Please explain, using the GLS 63 text, why someone would buy this SUV even though a minivan could handle nearly everything its owners do.

SOURCE EXTRACT:
════════════════════
I spent two days ballin’ around the fancy parts of L.A. in a $150K AMG truck that reminded me of a Bentley. I’m not sure I need to say anything beyond that. Sure, you can put lots of kids and car seats and dirty bags of soccer balls and ballet shoes and whatever else you want into the thing. The cavernous GLS 63 and its 123.4-inch wheelbase will swallow whatever you have. That’s not the point of this machine, though. The point occurred when I came upon the first of many cars effectively parked in the fast lane, going 60 mph in a 65-mph zone. One flick of the mode selector on the steering wheel from Comfort to Sport, one big stab of the throttle, one small tug of the wheel, and I quite quickly was past the rolling chicane. Living large and completely in charge. Sort of wish the speakers would mutter, “Peasant” as I passed on the right, but it’s safe and accurate to say the big AMG implies it as she flies by.
Think of the 2021 Mercedes-AMG GLS 63 like this: You’re not supposed to smoke cigars. Most people think they’re gross, they’re bad for you, they’re overpriced, you’ll ash on your pants, and on and on. However, if you’re going to smoke cigars, smoke the good stuff. Double-banded Cubans and boutique U.S. brands like Tatuaje and Warped. Likewise, any minivan will do 90 to 95 percent of what 99 percent of GLS 63 owners will ever do, while saving about $100,000 for the kids’ college funds. But then you’d be caught dead in a minivan, as opposed to secretly smiling about how colossally, monumentally rad your SUV is. Plus, you can get monoblocks, big ones. Let’s change that “rad” to “impervious.”
════════════════════
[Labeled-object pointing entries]
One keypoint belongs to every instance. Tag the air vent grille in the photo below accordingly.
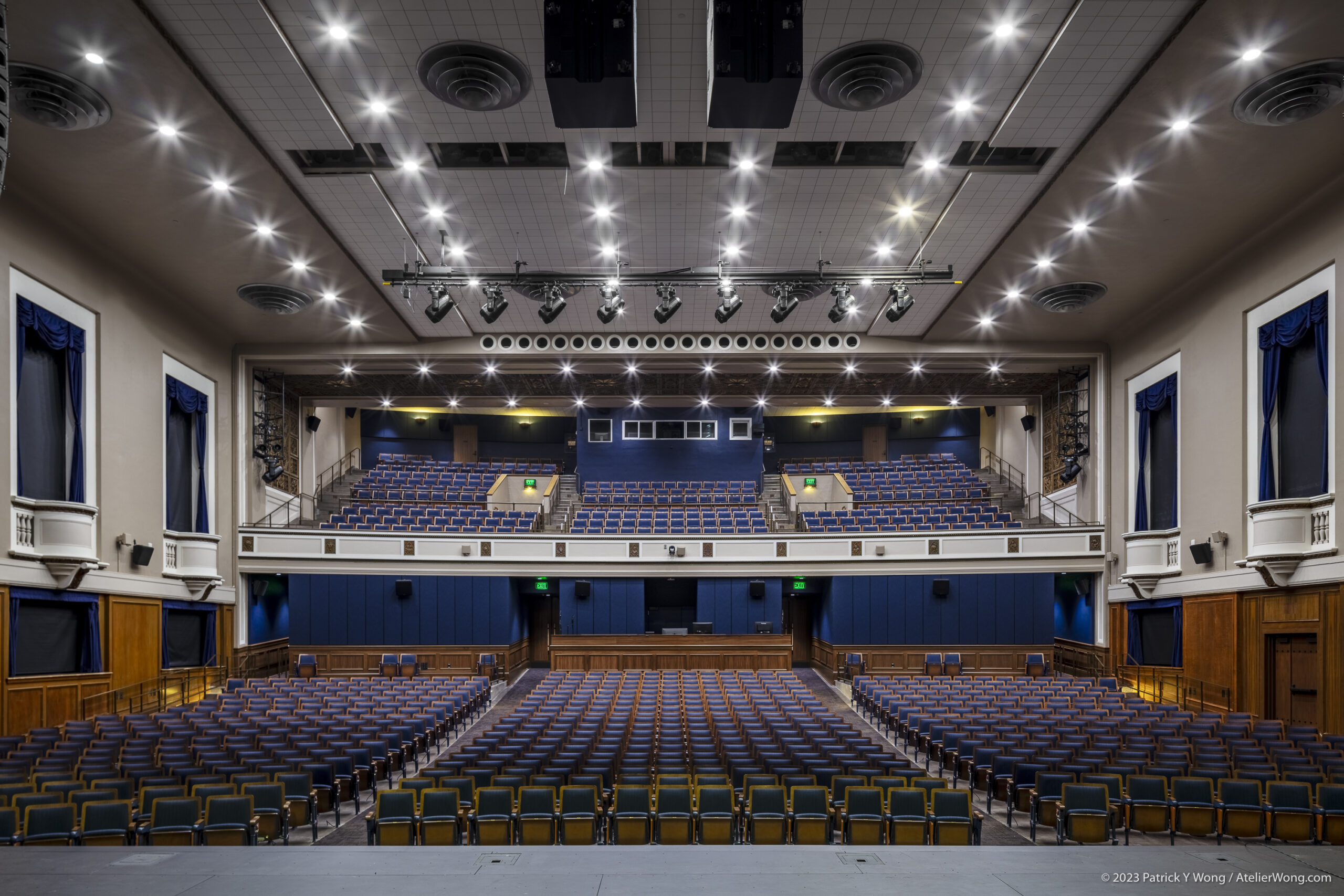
(1292, 94)
(474, 76)
(56, 100)
(275, 299)
(866, 76)
(1069, 297)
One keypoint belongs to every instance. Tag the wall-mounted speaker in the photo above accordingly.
(591, 62)
(756, 62)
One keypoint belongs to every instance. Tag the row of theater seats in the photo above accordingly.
(280, 753)
(741, 522)
(430, 519)
(707, 492)
(1026, 742)
(910, 519)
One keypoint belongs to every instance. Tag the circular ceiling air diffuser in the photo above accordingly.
(275, 299)
(1069, 297)
(474, 76)
(866, 76)
(1292, 94)
(56, 100)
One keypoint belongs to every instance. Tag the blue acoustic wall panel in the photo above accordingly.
(613, 606)
(1011, 608)
(365, 610)
(648, 460)
(729, 605)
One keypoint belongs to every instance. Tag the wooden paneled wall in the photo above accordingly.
(452, 660)
(908, 659)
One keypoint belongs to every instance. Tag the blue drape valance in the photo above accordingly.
(58, 335)
(90, 653)
(1283, 332)
(1146, 402)
(191, 400)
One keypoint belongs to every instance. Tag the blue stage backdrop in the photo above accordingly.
(729, 605)
(662, 460)
(365, 610)
(1010, 608)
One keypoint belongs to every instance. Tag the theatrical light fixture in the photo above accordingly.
(843, 305)
(553, 305)
(494, 304)
(729, 303)
(612, 303)
(898, 303)
(440, 304)
(668, 304)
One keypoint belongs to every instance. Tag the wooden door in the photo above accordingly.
(875, 444)
(1295, 679)
(464, 444)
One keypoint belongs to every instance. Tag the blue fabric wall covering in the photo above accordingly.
(729, 605)
(648, 460)
(615, 606)
(1011, 608)
(365, 610)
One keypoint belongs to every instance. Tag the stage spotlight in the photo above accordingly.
(843, 305)
(440, 304)
(668, 307)
(612, 303)
(784, 303)
(495, 303)
(901, 301)
(553, 305)
(729, 303)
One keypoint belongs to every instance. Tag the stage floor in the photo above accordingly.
(668, 871)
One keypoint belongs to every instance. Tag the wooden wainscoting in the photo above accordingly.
(908, 659)
(444, 660)
(594, 652)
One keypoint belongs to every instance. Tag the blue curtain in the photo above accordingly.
(209, 653)
(90, 652)
(190, 400)
(1285, 331)
(58, 335)
(1146, 402)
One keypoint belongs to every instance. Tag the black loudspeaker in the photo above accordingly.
(756, 62)
(591, 62)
════════════════════
RIGHT ANSWER: A minivan would cover 90 to 95 percent of what 99 percent of GLS 63 owners ever do and save about $100,000, but then you'd be caught dead in a minivan. In the GLS 63, you instead get to secretly smile about how colossally, monumentally rad (or "impervious") the SUV is. The text compares this to cigars: you're not supposed to smoke them, but if you're going to, you should smoke the good stuff.